_Aim of the exercise_. Please write out all the data exactly as shown.

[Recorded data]
* * * * * * * * *
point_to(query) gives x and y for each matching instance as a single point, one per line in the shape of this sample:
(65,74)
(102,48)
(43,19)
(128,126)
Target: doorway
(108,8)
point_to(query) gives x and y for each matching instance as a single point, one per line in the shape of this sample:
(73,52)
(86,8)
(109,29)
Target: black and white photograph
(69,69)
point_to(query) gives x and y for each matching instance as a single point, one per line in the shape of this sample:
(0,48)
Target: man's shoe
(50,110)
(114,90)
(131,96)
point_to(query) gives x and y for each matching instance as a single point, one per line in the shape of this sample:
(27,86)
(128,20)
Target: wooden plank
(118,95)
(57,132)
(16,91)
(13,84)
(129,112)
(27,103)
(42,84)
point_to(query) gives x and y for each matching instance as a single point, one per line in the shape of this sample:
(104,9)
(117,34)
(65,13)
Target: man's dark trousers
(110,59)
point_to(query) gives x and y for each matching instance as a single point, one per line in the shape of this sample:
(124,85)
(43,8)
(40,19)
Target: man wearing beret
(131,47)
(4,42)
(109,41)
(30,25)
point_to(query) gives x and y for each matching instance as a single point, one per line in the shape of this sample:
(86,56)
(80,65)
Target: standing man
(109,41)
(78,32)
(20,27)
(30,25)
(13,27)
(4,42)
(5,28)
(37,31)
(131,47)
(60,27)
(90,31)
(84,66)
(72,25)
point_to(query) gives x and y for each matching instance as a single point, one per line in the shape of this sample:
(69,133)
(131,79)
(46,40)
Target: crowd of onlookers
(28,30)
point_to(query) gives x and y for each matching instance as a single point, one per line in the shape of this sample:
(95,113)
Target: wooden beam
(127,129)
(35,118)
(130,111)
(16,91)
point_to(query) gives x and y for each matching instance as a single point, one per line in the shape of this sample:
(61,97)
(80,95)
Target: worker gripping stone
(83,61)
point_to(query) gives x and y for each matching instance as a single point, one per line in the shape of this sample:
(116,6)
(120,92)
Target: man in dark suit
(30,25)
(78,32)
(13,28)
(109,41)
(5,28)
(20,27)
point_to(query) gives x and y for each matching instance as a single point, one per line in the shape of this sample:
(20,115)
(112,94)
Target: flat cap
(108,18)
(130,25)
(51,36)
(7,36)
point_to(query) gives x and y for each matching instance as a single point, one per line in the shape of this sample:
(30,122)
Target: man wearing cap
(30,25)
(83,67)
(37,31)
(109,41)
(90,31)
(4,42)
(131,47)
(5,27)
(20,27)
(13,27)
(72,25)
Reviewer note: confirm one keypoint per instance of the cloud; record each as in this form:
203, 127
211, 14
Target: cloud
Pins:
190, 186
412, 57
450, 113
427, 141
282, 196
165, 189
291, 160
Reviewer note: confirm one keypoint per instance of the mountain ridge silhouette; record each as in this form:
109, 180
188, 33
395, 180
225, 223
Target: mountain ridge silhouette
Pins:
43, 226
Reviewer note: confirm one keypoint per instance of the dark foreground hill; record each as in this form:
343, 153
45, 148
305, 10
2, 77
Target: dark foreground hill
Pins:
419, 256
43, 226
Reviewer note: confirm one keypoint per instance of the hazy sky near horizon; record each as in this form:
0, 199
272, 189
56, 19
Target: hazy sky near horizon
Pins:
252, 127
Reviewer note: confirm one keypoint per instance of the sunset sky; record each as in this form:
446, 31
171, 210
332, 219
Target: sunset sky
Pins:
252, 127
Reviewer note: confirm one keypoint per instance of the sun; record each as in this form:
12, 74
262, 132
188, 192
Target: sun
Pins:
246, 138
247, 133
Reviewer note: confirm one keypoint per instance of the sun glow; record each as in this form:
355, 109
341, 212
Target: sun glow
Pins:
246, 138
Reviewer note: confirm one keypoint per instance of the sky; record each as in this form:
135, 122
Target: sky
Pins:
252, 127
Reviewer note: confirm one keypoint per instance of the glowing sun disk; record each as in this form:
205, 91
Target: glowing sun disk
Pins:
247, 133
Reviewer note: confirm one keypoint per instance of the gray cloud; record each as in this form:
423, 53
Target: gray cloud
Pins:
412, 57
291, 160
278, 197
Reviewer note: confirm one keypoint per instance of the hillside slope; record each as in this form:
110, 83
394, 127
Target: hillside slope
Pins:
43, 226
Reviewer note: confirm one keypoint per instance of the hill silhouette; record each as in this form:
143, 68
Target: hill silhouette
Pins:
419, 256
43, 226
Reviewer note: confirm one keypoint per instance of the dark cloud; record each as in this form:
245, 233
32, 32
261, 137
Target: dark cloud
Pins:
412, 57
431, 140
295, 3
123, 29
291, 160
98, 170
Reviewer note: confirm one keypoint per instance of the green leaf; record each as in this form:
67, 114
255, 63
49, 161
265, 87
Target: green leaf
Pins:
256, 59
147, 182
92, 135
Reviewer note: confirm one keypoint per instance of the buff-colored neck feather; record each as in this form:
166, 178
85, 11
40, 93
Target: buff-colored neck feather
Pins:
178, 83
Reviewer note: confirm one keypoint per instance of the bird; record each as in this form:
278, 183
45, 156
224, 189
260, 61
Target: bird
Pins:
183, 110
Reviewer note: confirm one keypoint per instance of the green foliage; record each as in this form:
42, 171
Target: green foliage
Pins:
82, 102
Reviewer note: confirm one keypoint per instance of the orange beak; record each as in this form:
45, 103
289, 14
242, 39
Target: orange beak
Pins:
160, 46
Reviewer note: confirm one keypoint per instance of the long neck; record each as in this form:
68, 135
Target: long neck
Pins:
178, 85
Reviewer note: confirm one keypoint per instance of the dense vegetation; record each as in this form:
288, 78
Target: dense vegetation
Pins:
* * * * * * * * *
_Response to this exercise_.
point_to(query) gives x and y for each matching instance as a single point, one per line in the shape of this sample:
(65,74)
(102,48)
(43,19)
(128,126)
Target: doorway
(108,8)
point_to(query) gives x and y for each matching instance as a single point, one per line in the shape of this sample:
(73,52)
(86,8)
(109,29)
Target: black and white photograph
(69,69)
point_to(query) gives x and y for each matching instance as a single point, one per line in the shape of this sample:
(0,48)
Target: man's shoe
(50,110)
(114,90)
(131,96)
point_to(query) gives x and y for each matching instance as a single point, one per line in the shape of this sample:
(27,86)
(128,20)
Target: wooden plank
(118,95)
(57,132)
(16,91)
(13,84)
(129,112)
(27,103)
(42,84)
point_to(query) gives x and y for each matching instance as a single point, one per line in the shape of this sample:
(104,9)
(117,34)
(65,13)
Target: man's dark trousers
(110,59)
point_to(query) gives x and y for each matching instance as a single point, one per line in the shape of this sample:
(124,85)
(43,8)
(40,19)
Target: man wearing beret
(131,47)
(4,42)
(109,41)
(30,25)
point_to(query) gives x and y for each matching instance as a single point, one per line in the shape of this sample:
(86,56)
(80,65)
Target: standing man
(109,41)
(78,32)
(20,27)
(30,25)
(13,27)
(4,42)
(5,28)
(37,31)
(131,47)
(60,27)
(90,31)
(84,66)
(72,25)
point_to(query) gives x and y for each matching instance as a single point, one per line in the shape of this sample:
(69,133)
(131,79)
(46,40)
Target: crowd of onlookers
(28,30)
point_to(query) gives x and y for each matching instance as a single point, one per line in the shape of this sample:
(95,113)
Target: wooden beam
(127,129)
(35,118)
(130,111)
(16,91)
point_to(query) gives x and y for each matching instance as a single point, one per line in the shape of this sample:
(61,97)
(80,95)
Target: worker gripping stone
(83,61)
point_to(query) gives x and y for each matching instance as a single point, one per line in the shape of this sample:
(116,6)
(120,92)
Target: man in dark suit
(30,25)
(78,32)
(13,28)
(109,41)
(5,28)
(20,27)
point_to(query) gives x and y for each matching instance as a single point, one per line in the shape of this sample:
(20,115)
(112,94)
Target: flat cap
(108,18)
(130,25)
(51,36)
(7,36)
point_to(query) gives x and y for each matching instance as a single point, one per line in the shape of this sample:
(30,122)
Target: man wearing cap
(30,25)
(83,67)
(37,31)
(109,41)
(90,31)
(4,42)
(131,47)
(5,27)
(20,27)
(13,27)
(72,25)
Reviewer note: confirm one keypoint per instance of the cloud; record each as in this form:
203, 127
211, 14
Target: cloud
Pins:
190, 186
412, 57
450, 113
427, 141
282, 196
165, 189
291, 160
Reviewer note: confirm one keypoint per instance of the mountain ridge silhouette; record each as in this form:
109, 180
188, 33
395, 180
225, 223
Target: mountain ridge silhouette
Pins:
43, 226
Reviewer note: confirm one keypoint per instance of the dark foreground hill; record each as in this form:
343, 153
45, 148
305, 10
2, 77
Target: dark foreground hill
Pins:
419, 256
43, 226
Reviewer note: confirm one keypoint per instance of the hazy sky near horizon; record each as in this form:
0, 199
272, 189
56, 19
Target: hazy sky near horizon
Pins:
252, 127
Reviewer note: confirm one keypoint per instance of the sunset sky; record each as in this form:
446, 31
171, 210
332, 219
Target: sunset sky
Pins:
252, 127
Reviewer note: confirm one keypoint per instance of the sun; record each as in this form:
12, 74
262, 132
188, 192
Target: sun
Pins:
246, 138
247, 133
Reviewer note: confirm one keypoint per instance of the sun glow; record each as in this form:
355, 109
341, 212
Target: sun glow
Pins:
246, 138
Reviewer note: confirm one keypoint per instance of the sky; record each as in this form:
135, 122
Target: sky
Pins:
252, 127
Reviewer note: confirm one keypoint per instance of the glowing sun disk; record each as in this form:
205, 91
Target: glowing sun disk
Pins:
247, 133
Reviewer note: confirm one keypoint per instance of the gray cloud; record each as in this form:
423, 53
Target: gray cloud
Pins:
412, 57
291, 160
278, 197
Reviewer note: confirm one keypoint per instance of the hillside slope; record each as in this form:
110, 83
394, 127
Target: hillside slope
Pins:
43, 226
Reviewer note: confirm one keypoint per instance of the hill silhouette; record each as in this form:
143, 68
Target: hill silhouette
Pins:
419, 256
43, 226
Reviewer note: confirm one keypoint per instance of the dark cloud; record each as in this form:
245, 233
32, 32
261, 137
Target: dark cloud
Pins:
412, 57
431, 140
295, 3
123, 29
291, 160
98, 170
Reviewer note: confirm one keypoint per instance of the green leaf; record each as in this form:
67, 114
255, 63
49, 161
265, 87
Target: green leaf
Pins:
256, 59
147, 182
92, 135
Reviewer note: confirm one keypoint per instance of the buff-colored neck feather; record each as in this form:
166, 178
85, 11
40, 93
Target: buff-colored neck feather
Pins:
178, 83
Reviewer note: confirm one keypoint per instance of the bird; record each as in this form:
278, 183
45, 156
224, 189
260, 61
Target: bird
Pins:
183, 110
Reviewer note: confirm one keypoint per instance of the green foliage; record each as in this form:
42, 171
Target: green foliage
Pins:
82, 102
Reviewer note: confirm one keypoint per instance of the orange beak; record each as in this form:
45, 103
289, 14
242, 39
Target: orange beak
Pins:
160, 46
Reviewer note: confirm one keypoint per instance of the long neck; record each as in this form:
68, 135
Target: long neck
Pins:
178, 85
Reviewer note: confirm one keypoint per instance of the dense vegetation; record each as in this form:
288, 78
Target: dense vegetation
Pins:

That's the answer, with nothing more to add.